* [Location identification items]:

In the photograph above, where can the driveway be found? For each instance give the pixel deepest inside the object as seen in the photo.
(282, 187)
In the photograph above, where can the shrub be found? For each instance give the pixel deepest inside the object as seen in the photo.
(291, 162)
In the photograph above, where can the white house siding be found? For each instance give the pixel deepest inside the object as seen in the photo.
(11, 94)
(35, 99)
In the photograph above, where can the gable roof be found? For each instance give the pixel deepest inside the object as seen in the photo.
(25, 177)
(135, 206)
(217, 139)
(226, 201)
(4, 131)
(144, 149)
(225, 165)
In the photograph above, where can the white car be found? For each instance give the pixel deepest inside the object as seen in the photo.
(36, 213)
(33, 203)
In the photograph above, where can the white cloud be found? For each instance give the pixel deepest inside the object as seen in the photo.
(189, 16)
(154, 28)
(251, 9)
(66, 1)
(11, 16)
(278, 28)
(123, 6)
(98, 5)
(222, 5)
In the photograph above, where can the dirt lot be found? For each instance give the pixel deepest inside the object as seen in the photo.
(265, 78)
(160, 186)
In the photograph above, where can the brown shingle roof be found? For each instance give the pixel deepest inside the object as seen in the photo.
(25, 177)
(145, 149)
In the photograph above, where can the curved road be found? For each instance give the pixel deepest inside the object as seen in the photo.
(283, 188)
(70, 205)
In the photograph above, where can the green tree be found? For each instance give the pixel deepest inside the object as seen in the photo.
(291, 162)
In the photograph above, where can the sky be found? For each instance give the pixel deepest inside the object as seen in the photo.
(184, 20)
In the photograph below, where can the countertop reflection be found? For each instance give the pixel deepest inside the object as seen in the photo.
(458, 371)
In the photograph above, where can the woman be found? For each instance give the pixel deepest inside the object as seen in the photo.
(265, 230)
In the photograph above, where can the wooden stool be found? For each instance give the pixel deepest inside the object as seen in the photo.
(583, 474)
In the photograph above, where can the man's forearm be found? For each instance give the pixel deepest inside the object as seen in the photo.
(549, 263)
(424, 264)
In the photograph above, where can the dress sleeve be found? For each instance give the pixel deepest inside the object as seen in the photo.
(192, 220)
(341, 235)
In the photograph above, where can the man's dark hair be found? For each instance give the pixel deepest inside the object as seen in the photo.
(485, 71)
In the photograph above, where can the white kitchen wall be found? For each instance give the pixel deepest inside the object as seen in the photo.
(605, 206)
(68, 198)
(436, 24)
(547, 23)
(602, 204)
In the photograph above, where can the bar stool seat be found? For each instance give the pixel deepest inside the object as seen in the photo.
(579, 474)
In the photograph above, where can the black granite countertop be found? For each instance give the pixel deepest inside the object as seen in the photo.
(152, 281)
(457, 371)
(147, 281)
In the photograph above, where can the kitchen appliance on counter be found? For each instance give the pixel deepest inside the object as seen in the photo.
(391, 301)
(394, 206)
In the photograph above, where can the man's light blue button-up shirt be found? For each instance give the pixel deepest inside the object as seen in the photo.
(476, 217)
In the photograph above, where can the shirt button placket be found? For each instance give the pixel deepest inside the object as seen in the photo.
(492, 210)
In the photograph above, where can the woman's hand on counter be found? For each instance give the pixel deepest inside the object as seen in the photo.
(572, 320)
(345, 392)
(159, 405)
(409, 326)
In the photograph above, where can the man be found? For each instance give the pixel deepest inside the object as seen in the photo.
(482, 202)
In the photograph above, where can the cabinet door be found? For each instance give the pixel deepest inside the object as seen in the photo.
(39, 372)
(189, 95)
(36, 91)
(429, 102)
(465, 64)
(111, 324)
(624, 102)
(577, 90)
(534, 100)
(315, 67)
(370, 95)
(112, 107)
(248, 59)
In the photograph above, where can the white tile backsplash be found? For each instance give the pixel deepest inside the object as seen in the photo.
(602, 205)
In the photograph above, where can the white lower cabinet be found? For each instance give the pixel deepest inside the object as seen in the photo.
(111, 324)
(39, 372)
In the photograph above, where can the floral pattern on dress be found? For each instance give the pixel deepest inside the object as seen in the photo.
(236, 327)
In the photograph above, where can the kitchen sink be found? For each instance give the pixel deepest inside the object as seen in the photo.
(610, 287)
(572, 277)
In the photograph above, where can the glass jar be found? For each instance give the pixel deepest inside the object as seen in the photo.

* [WHAT IS BEING ASKED]: Quote every line of the data, word for word.

* [FINAL RESULT]:
In the photograph above, where can the driveway be found? For each instance give the pixel deepest inside the object as seen in the photo.
(282, 187)
In the photograph above, where can the shrub be found? For each instance give the pixel deepest inside the object as seen in the photo.
(291, 162)
In the photograph above, where can the white house siding be found? For each instance give the pixel deepest inside the object as seen in the photo.
(11, 94)
(35, 99)
In the photograph above, where can the gable roof be found? For each instance give the pixel deepest inside the object as seen in the photo.
(25, 177)
(135, 206)
(217, 139)
(226, 201)
(4, 131)
(144, 149)
(225, 165)
In the photograph above, where can the white car be found? For each instance give the pixel deepest inside the object as seen in the photo.
(36, 213)
(33, 203)
In the photograph above, where can the white cloud be found? For each instance give the pixel deepest inside the object as seen in the photo.
(189, 16)
(154, 28)
(251, 9)
(66, 1)
(11, 16)
(278, 28)
(123, 6)
(98, 5)
(222, 5)
In the photograph above, where can the dirt lot be found? For each instance give the pixel deepest inside the object as seen in the photo.
(265, 78)
(160, 186)
In the photograph above, where can the brown shingle roof be found? For each instance give the pixel deepest inside the object as seen in the photo.
(25, 177)
(145, 149)
In the photograph above, where can the curved road be found? For each instance give the pixel deepest inside the object as seen in the photo.
(283, 188)
(70, 205)
In the photograph above, where can the green tree be found? For each instance give the pixel deepest inside the object as seen in the photo.
(291, 162)
In the photograph above, where can the sky be found? For each instance give the pixel deepest inside the object as seen in the photo.
(184, 20)
In the photograph below, where can the countertop reflection be found? For each instance give the pixel deepest inside the object as seen in the photo.
(458, 371)
In the photograph above, where can the woman be found? For each instance give the pixel deepest inside the object as seen in the photo.
(265, 230)
In the photograph above, where can the wooden stool be found? For each instance give the pixel deepest inside the object as seen in the photo.
(583, 474)
In the photograph above, where can the man's forearm be found? For each instance give the pixel deepest inside the object as seen in the photo.
(549, 263)
(424, 264)
In the photograph above, where can the dress sleeve be found? For each instance give the pixel deepest inside the object as seen in the photo.
(192, 220)
(341, 235)
In the photograph above, where can the man's dark hair be found? For each instance give the pixel deepest inside the object as seen in the photo.
(485, 71)
In the photograph above, where can the white kitchen wall be found? For each instance give the pixel deepest inside the object as seen in the photo.
(605, 206)
(68, 198)
(436, 24)
(547, 23)
(602, 204)
In the photograph above, where can the bar stool seat be found? For each instance give the pixel deepest inside the object as seen in the photo.
(579, 474)
In the photograph above, where can the black granite countertop be found? For each instance give the pixel deepest inside the object as seen in the photo.
(152, 281)
(457, 371)
(147, 281)
In the photograph above, where can the kitchen appliance on counter be found? For each instance give the pixel deepest inside the object as seen in the photo.
(391, 301)
(394, 206)
In the photograph above, where can the man's light blue button-up shirt be found? For each instance give the pixel deepest inside the object as seen in the photo.
(476, 217)
In the photograph above, where can the shirt button placket be found? For each instance give the pixel deepest inside the object as seen in the photo.
(492, 210)
In the photograph above, where can the woman's hand on counter be found? For each instance give the pixel deepest inside the object as seen in the photo.
(572, 320)
(345, 392)
(159, 405)
(409, 326)
In the photograph above, where can the man be found? For each instance give the pixel deepest inside the object as seen in the photo.
(482, 202)
In the photograph above, where can the cabinet door be found? For each instance give the pixel deepest inside the object as seen in the photo.
(39, 372)
(189, 95)
(36, 91)
(429, 102)
(465, 64)
(111, 324)
(624, 102)
(577, 90)
(534, 100)
(315, 67)
(370, 95)
(112, 107)
(248, 59)
In the photograph above, where can the white tile backsplash be found? For each instance give the pixel deepest inside the object as seen in the photo.
(602, 205)
In the photograph above, where can the white lower cabinet be found? For each instance give the pixel deepest inside the object as seen in the photo.
(111, 324)
(39, 372)
In the photograph above, where can the floral pattern on dress be found? For each instance give the pixel deepest inside the object as seen in the photo.
(236, 327)
In the photograph above, where can the kitchen sink be found? For each instance give the pixel deepest inside the object as seen in the photo.
(610, 287)
(572, 277)
In the photograph above, where can the glass jar be found? For each instance give the pixel deepest inside the object as seen in the photo.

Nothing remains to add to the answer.